Source data:
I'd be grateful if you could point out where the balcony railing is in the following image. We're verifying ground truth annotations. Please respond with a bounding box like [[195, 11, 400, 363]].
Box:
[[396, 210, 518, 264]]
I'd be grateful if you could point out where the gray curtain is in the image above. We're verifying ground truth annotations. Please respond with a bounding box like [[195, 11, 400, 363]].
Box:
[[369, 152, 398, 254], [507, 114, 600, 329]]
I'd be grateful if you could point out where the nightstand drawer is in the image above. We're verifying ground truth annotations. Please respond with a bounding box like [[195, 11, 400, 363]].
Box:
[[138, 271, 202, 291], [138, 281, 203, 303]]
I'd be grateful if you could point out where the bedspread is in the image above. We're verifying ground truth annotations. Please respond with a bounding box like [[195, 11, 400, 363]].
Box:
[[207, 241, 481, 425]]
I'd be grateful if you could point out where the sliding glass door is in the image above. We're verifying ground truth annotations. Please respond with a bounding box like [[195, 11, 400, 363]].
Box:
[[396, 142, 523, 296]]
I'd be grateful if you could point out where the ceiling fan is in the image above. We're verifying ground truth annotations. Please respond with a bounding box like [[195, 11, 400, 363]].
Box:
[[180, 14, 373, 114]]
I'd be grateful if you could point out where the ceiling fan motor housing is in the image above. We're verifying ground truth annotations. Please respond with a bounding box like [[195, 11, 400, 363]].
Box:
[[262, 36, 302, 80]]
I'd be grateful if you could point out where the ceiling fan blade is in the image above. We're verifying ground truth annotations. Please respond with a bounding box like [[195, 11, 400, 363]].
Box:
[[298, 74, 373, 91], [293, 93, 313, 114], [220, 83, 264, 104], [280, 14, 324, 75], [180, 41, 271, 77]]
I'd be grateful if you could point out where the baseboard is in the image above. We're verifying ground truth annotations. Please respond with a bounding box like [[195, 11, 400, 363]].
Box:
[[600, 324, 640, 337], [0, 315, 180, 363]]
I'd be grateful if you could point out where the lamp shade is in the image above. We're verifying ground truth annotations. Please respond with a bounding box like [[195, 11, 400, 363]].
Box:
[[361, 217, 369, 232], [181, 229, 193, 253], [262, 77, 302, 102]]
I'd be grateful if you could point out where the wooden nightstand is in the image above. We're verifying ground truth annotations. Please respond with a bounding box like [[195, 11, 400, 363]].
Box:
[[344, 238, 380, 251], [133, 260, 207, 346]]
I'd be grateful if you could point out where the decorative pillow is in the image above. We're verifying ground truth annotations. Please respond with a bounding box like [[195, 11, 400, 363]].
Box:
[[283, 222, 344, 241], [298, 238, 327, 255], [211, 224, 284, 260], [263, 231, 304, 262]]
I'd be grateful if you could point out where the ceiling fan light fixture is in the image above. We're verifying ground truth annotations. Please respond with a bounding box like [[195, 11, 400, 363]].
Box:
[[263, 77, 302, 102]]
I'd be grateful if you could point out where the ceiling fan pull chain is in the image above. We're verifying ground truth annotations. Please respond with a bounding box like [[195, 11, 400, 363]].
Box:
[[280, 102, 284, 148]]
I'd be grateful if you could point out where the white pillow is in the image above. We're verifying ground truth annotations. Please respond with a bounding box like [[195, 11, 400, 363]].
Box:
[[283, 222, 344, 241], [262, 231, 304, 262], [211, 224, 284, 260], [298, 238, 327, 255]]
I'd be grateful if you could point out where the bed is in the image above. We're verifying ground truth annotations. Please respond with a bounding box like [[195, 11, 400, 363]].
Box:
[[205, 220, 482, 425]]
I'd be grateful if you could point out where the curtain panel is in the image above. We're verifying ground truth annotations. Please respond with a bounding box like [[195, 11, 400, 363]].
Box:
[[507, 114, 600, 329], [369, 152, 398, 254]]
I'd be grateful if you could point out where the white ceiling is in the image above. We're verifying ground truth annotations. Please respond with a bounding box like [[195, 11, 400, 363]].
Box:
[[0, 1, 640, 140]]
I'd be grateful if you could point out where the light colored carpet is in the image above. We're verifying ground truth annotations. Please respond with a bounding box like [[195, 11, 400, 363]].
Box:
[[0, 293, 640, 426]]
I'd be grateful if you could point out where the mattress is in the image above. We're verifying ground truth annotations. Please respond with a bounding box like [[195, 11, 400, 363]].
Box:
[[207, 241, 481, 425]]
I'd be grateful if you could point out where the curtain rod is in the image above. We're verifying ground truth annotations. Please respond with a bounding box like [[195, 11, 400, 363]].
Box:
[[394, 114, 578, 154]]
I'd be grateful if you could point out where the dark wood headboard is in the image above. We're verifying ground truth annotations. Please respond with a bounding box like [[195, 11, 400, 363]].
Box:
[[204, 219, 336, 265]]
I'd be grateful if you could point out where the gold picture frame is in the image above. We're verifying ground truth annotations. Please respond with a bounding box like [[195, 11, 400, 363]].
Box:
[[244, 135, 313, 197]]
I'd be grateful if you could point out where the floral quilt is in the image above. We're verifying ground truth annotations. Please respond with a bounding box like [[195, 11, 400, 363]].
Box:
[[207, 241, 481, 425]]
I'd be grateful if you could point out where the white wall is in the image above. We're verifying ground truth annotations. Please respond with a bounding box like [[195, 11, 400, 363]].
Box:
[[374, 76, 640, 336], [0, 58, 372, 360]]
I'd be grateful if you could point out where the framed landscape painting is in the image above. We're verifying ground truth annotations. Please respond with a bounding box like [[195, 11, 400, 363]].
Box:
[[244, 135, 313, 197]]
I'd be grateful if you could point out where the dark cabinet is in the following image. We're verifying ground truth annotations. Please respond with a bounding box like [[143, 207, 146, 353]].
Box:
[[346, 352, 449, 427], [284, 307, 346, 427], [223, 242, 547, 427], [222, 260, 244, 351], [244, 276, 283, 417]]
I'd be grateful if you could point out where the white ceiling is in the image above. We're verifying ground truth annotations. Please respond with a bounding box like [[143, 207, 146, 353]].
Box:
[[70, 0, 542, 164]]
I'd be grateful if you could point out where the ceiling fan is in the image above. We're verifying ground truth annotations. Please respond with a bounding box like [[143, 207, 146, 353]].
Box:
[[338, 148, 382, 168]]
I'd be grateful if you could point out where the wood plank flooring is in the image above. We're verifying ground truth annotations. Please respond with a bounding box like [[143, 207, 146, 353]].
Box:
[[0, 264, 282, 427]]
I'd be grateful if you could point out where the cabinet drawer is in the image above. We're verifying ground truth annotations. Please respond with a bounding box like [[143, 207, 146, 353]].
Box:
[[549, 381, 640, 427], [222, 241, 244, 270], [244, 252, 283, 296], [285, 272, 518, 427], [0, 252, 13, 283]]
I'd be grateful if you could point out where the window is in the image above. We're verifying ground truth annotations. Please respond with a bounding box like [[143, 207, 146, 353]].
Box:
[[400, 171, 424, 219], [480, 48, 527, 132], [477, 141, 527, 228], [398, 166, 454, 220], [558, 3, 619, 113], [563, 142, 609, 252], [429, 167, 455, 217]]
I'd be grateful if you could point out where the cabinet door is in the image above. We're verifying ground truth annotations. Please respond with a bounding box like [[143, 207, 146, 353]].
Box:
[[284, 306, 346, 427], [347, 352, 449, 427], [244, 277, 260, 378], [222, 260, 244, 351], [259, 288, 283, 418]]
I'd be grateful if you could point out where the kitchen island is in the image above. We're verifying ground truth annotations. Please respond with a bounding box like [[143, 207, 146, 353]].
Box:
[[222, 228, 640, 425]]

Aim: Reproduce every item above word for word, with nothing added, dropped, or changed.

Task solution:
I'd be grateful if you could point out where the balcony railing is in the following image. We're verifying ground truth annotations. Please respond with a bounding box like [[195, 11, 400, 363]].
Box:
[[396, 210, 518, 264]]
I'd be grateful if you could point out where the gray curtain is in the image above. We're verifying ground truth annotations. Please respond with a bounding box like [[195, 11, 400, 363]].
Box:
[[369, 152, 398, 254], [507, 114, 600, 329]]
I'd be grateful if you could point out where the nightstand drawer is in the image above. We're verifying ground truth annotations. Please respond with a bounding box like [[195, 11, 400, 363]].
Box:
[[138, 271, 202, 291], [138, 281, 203, 303]]
I'd be grateful if you could point out where the bedspread is in the image above. We're verifying ground truth annotations. Please respond with a bounding box like [[195, 11, 400, 363]].
Box:
[[207, 241, 481, 425]]
I'd be grateful if you could point out where the sliding glass door is in the image above. We're verifying ground truth annotations. Please respond with a bounding box like [[195, 11, 400, 363]].
Box:
[[396, 142, 523, 296]]
I'd be grateful if you could point out where the ceiling fan is in the image above. We're verifying ground truth annotations. Please respond with a bounding box like [[195, 11, 400, 363]].
Box:
[[180, 14, 373, 114]]
I'd be grateful if you could point out where the ceiling fan motor housing is in the image above. We're verifying ground truth annotations. Please respond with a bounding box like [[195, 11, 400, 363]].
Box:
[[262, 36, 302, 80]]
I'd be grateful if you could point out where the ceiling fan blade is in the image above. We're verifying ground truth annotations. Please respond with a bounding box like [[195, 11, 400, 363]].
Box:
[[298, 74, 373, 91], [293, 93, 313, 114], [220, 83, 264, 104], [280, 14, 324, 75], [180, 41, 271, 77]]
I'd be grateful if you could point out where the baseboard is in the image above. We're verifying ground truth annotations. Please respond with a bounding box like [[195, 11, 400, 363]].
Box:
[[600, 324, 640, 337], [0, 315, 180, 363]]
I'd be grateful if you could point out where the lamp shade is in the image above. We're verifying ground truth annotations. Please respond with a bounding box like [[195, 11, 400, 363]].
Box:
[[361, 217, 369, 232], [181, 229, 193, 253], [262, 77, 302, 102]]
I'd be grateful if you could point out where the wooden nightstand is in the image above. We're verifying ground truth annotations. Please respond with a bounding box like [[195, 11, 400, 363]].
Box:
[[344, 238, 380, 251], [133, 260, 207, 346]]
I'd be grateful if you could point out where the decorative pillow is in the image above. We're verifying ground truth annotations. Please respond with a bounding box like [[195, 11, 400, 363]].
Box:
[[283, 222, 344, 241], [298, 238, 327, 255], [211, 224, 284, 260], [263, 231, 304, 262]]
I'd be grateful if you could point out where the ceiling fan light fixture is in the image above. We're verifying ground truth annotations. Please respond with a bounding box like [[195, 11, 400, 363]].
Box:
[[263, 77, 302, 102]]
I'd be grateful if you could point out where the ceiling fan pull chain is in the image above. We're verifying ground truth annotations. Please respond with a bounding box like [[195, 11, 400, 363]].
Box:
[[280, 102, 284, 148]]
I'd be grateful if you could point out where the white pillow is in the image above. We're verifying ground truth annotations. Please respond with a bounding box like [[195, 11, 400, 363]].
Box:
[[283, 222, 344, 241], [262, 231, 304, 262], [211, 224, 284, 260], [298, 238, 327, 255]]
I'd be grateful if you could point out where the bed is in the image above. We're verifying ground truth annotations. Please respond with a bounding box like [[195, 11, 400, 363]].
Box:
[[205, 220, 482, 425]]
I'd be grateful if you could point out where the curtain panel is in the image above. We're verifying ground truth annotations. Please respond with a bounding box like [[195, 11, 400, 363]].
Box:
[[507, 114, 600, 329], [369, 152, 398, 254]]
I'd be grateful if you could point out where the white ceiling is in the image above. We're verifying ground truth annotations. Please respond with a bounding box like [[195, 11, 400, 363]].
Box:
[[0, 1, 640, 140]]
I'd be grateful if you could point out where the light colored carpet is in the image above. We're verifying ground truth annotations. Please respond with a bounding box like [[195, 11, 400, 363]].
Box:
[[0, 293, 640, 426]]
I'd be grateful if you could point out where the mattress is in the image above. We're verifying ground truth annotations. Please respond with a bounding box like [[195, 11, 400, 363]].
Box:
[[207, 241, 481, 425]]
I'd be grateful if you could point out where the curtain rod is in the image above. We're verifying ground truth annotations. Please respond with a bounding box like [[195, 11, 400, 363]].
Box:
[[394, 114, 578, 154]]
I'd be grateful if you could point out where the dark wood headboard is in the image above. We're verifying ground truth annotations. Please respond with a bounding box like [[195, 11, 400, 363]].
Box:
[[204, 219, 336, 265]]
I'd be grateful if you could point out where the gold picture frame is in the image above. We're verifying ground truth annotations. Please respond with a bounding box like [[195, 11, 400, 363]].
Box:
[[244, 135, 313, 197]]
I'd be grateful if you could point out where the floral quilt is in the image above. We're verifying ground truth annotations. Please respond with a bounding box like [[195, 11, 400, 363]].
Box:
[[207, 241, 481, 425]]
I'd be grateful if you could point out where the white wall is in the image above. We're verifying ground truth annotations. Please respond with a bounding box like [[195, 11, 400, 363]].
Box:
[[374, 76, 640, 336], [0, 58, 372, 360]]
I'd be grateful if you could point out where the framed landscape painting is in the image above. We're verifying ground truth annotations. Please respond with a bounding box like [[195, 11, 400, 363]].
Box:
[[244, 135, 313, 197]]
I'd be grateful if you could point out where the dark cabinet is in the following image. We're verifying ground truth annotations. Please respond with a bounding box like [[143, 207, 146, 353]].
Box:
[[346, 352, 449, 427], [284, 307, 346, 427], [223, 242, 547, 427], [222, 260, 244, 351], [244, 276, 283, 417]]
I'd be grateful if you could point out where the white ceiling is in the image above. We're verifying ground truth annotations. Please respond with a bounding box like [[143, 207, 146, 353]].
Box:
[[70, 0, 542, 164]]
I'd be grateful if you could point out where the ceiling fan is in the image above. We're verifying ground truth annotations. Please respond with a bounding box like [[143, 207, 146, 353]].
Box:
[[338, 148, 382, 168]]
I'd be grateful if you could point out where the wood plank flooring is in the image above. We're verifying ground truth annotations. Please respond with a bounding box like [[143, 207, 146, 353]].
Box:
[[0, 264, 282, 427]]
I'd be grateful if you could point out where the cabinet drawer is in the image above. We're verifying ground truth annotations. Please respond with a bounding box like [[143, 207, 146, 353]].
Box:
[[549, 381, 640, 427], [222, 241, 244, 270], [244, 252, 283, 296], [285, 272, 518, 427], [0, 252, 13, 283]]
I'd be grateful if you could point out where the window is in the image above. We're verifying ground truth annotations. Please respond with a bounding box like [[143, 207, 146, 353]].
Box:
[[400, 171, 424, 219], [480, 48, 527, 132], [477, 141, 527, 228], [398, 166, 454, 220], [558, 3, 619, 113], [563, 142, 609, 252], [429, 167, 455, 217]]
I'd be grateful if you could point out where the cabinet door is in the image above. We're verifying ground truth annotations. Please respond with a bounding box like [[143, 207, 146, 353]].
Box:
[[284, 306, 346, 427], [347, 352, 449, 427], [244, 277, 260, 378], [222, 260, 244, 351], [259, 288, 283, 418]]
I'd be grateful if you could point out where the kitchen island is in the image above. We're verifying ground truth annotations. Please respond with a bounding box like [[143, 207, 146, 353]].
Box:
[[222, 228, 640, 425]]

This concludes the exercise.